* [AIM]: Report how many lines of the records below contain the word "headlight", giving only the number, and note that case counts.

* [THE DATA]:
========

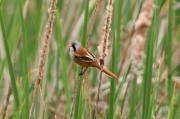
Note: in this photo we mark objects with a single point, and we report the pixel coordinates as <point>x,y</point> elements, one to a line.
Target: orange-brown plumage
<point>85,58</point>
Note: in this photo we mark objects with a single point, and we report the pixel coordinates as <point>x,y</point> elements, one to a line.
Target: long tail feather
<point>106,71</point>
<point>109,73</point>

========

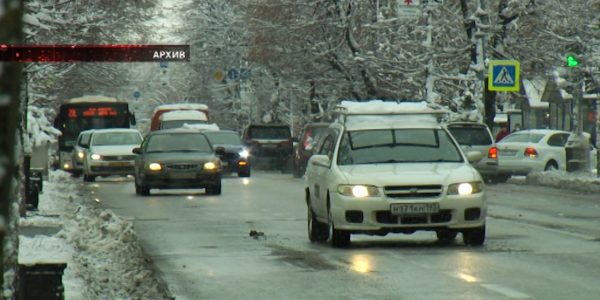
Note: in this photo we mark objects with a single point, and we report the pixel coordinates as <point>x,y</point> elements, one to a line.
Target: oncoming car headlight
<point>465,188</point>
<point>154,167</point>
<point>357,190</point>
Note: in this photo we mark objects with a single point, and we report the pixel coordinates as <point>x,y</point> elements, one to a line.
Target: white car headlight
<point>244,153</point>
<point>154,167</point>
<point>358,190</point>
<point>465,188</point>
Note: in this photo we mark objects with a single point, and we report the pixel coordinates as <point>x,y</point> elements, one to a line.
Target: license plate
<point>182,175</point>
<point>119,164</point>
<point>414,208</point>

========

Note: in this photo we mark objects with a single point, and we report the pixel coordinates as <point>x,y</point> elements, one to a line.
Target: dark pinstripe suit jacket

========

* [FULL SOLUTION]: 2